YOUR TASK: Reproduce all of the items below, requests included, and add -79 to every coordinate in the answers.

Region outline entries:
--*--

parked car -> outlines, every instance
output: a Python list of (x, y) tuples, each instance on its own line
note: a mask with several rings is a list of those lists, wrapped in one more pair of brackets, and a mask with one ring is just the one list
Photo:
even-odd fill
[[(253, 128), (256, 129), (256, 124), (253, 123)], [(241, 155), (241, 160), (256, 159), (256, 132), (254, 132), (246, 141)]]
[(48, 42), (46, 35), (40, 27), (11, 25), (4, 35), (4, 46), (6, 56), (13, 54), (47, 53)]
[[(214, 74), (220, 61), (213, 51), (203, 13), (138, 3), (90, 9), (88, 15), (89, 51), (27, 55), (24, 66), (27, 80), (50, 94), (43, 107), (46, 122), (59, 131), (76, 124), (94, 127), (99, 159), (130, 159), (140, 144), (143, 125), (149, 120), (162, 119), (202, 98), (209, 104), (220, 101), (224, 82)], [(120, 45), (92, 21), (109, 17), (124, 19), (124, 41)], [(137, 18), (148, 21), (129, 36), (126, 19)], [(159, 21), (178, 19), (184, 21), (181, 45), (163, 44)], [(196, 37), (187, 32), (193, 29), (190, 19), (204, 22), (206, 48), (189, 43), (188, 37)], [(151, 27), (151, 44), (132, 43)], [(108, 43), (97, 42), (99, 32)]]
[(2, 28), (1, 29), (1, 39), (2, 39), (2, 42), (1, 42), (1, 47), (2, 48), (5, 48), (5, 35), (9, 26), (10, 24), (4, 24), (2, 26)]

--*--

REPLY:
parked car -> outlines, every instance
output: a Python list of (x, y) tuples, each instance on its own line
note: a mask with several rings is a list of those lists, wrapped in one more pair of brackets, and a mask with one ring is just the one list
Photo:
even-odd fill
[[(174, 49), (177, 50), (177, 45), (174, 44)], [(162, 76), (162, 81), (177, 80), (177, 53), (175, 53), (167, 62)]]
[(-31, -37), (-33, -44), (-39, -52), (-68, -54), (-75, -44), (-75, -33), (-73, -23), (-66, -25), (-32, -26)]
[[(135, -5), (141, -18), (134, -28), (124, -66), (59, -76), (11, -70), (9, -64), (10, -28), (-52, -24), (-55, -13), (-52, 1), (-29, 15), (-36, 28), (-33, 43), (-20, 52), (-3, 45), (15, 48), (20, 80), (51, 80), (61, 65), (64, 46), (70, 41), (83, 40), (123, 19), (130, 25), (141, 22), (145, 3)], [(41, -34), (13, -58), (30, -62), (45, -60), (45, -38)], [(58, -61), (69, -58), (50, -43), (47, -60)], [(80, -58), (99, -60), (105, -58), (102, -34), (84, -35)], [(117, -42), (108, -47), (114, -50), (111, -60), (125, -57), (127, -31), (110, -36), (109, -42)], [(72, -52), (72, -35), (53, -36)], [(29, -36), (18, -37), (20, -47)]]
[(-77, -51), (-78, -50), (-78, -40), (-77, -40), (-77, -37), (-78, -37), (-78, -32), (-77, -31), (-74, -31), (-74, -44), (-70, -53), (-69, -55), (-75, -55), (-77, -53)]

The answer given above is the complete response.